**PAGE TEXT:**
****

You are viewing a plain text version of this content. The canonical link for it is here.
Posted to hdfs-dev@hadoop.apache.org by "Leon zhang (JIRA)" <ji...@apache.org> on 2019/03/18 23:40:00 UTC
[jira] [Created] (HDFS-14376) Yarn Client may use stale DNS to
connect to RM
Leon zhang created HDFS-14376:
---------------------------------
Summary: Yarn Client may use stale DNS to connect to RM
Key: HDFS-14376
URL: https://issues.apache.org/jira/browse/HDFS-14376
Project: Hadoop HDFS
Issue Type: Bug
Components: caching
Affects Versions: 2.9.1
Reporter: Leon zhang
This happens more frequently when running yarn in Kubernetes. When yarn client try to connect to RM, if the DNS of RM is not resovable due to kube-dns failure or not ready, the yarn client will initaize itself with unresoved InetSocketAddress in RMProxy#newProxyInstance(). The connect to RM will fail with UnknownHostException. Yarn client will retry the connection by RetryProxy by it always use the cached unresolved InetSocketAddress. The retry will never success. When RM is reschdured to another kubernetes node, which changed the RM ip, this bug will also happen. Currently the work around is to restarting the Yarn client.

****

**STORED DATA:**
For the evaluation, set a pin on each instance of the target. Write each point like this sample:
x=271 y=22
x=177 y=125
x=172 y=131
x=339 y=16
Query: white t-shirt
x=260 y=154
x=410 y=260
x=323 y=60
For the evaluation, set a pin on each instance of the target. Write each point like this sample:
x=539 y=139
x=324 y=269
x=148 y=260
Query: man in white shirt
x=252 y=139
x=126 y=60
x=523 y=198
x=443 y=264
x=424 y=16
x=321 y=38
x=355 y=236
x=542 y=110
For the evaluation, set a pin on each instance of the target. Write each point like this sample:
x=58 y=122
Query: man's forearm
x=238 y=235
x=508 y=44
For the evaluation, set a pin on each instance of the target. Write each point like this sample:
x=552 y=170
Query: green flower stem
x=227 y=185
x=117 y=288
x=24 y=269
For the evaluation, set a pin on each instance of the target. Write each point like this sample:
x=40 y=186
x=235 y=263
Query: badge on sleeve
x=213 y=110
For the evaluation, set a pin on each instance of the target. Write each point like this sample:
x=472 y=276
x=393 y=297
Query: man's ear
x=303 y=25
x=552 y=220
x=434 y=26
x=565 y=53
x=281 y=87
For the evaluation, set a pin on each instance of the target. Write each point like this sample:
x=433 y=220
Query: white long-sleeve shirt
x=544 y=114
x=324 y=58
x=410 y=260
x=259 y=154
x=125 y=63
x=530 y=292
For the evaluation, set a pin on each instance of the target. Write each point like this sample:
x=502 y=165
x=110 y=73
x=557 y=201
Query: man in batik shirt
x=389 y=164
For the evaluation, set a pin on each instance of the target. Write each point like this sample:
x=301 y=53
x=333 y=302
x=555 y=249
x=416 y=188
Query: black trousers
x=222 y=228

****

**COMPLETE THE FOLLOWING:**
(A) Decide whether each statement below agrees with the bug report above. Answer yes or no for each, and quote the words from the report that decide it.
(i) The bug affects version 2.9.1.
(ii) The client's retries eventually succeed once the Resource Manager's address can be resolved.
(iii) The current workaround is to restart the Resource Manager.
(B) Summarize the bug report about stale DNS in the Yarn client in two sentences.
(C) Write what comes next in the bug report about stale DNS in the Yarn client, after its last sentence.

**ANSWER LIST:**
(A)
(i) Yes: "Affects Versions: 2.9.1"
(ii) No: "The retry will never success."
(iii) No: "Currently the work around is to restarting the Yarn client."

(B) If the Resource Manager's DNS name cannot be resolved when the Yarn client starts, for example because kube-dns has failed or is not ready, the client initializes with an unresolved InetSocketAddress and fails with UnknownHostException. Because RetryProxy keeps reusing that cached unresolved address, the retries never succeed, and the same failure occurs when the Resource Manager moves to another Kubernetes node with a new IP, so the only current workaround is to restart the Yarn client.

(C)
This issue happens in both HA and non-HA of RM. HDFS has simialr issues. [https://github.com/apache-spark-on-k8s/kubernetes-HDFS/issues/48]
I propose to add a new RMFailoverProxyProvider called AutoRefreshRMFailoverProxyProvider which will resove the DNS in the overwriten function getProxy(). This way, RetryProxy can resolve the DNS each time it retry.
--
This message was sent by Atlassian JIRA
(v7.6.3#76005)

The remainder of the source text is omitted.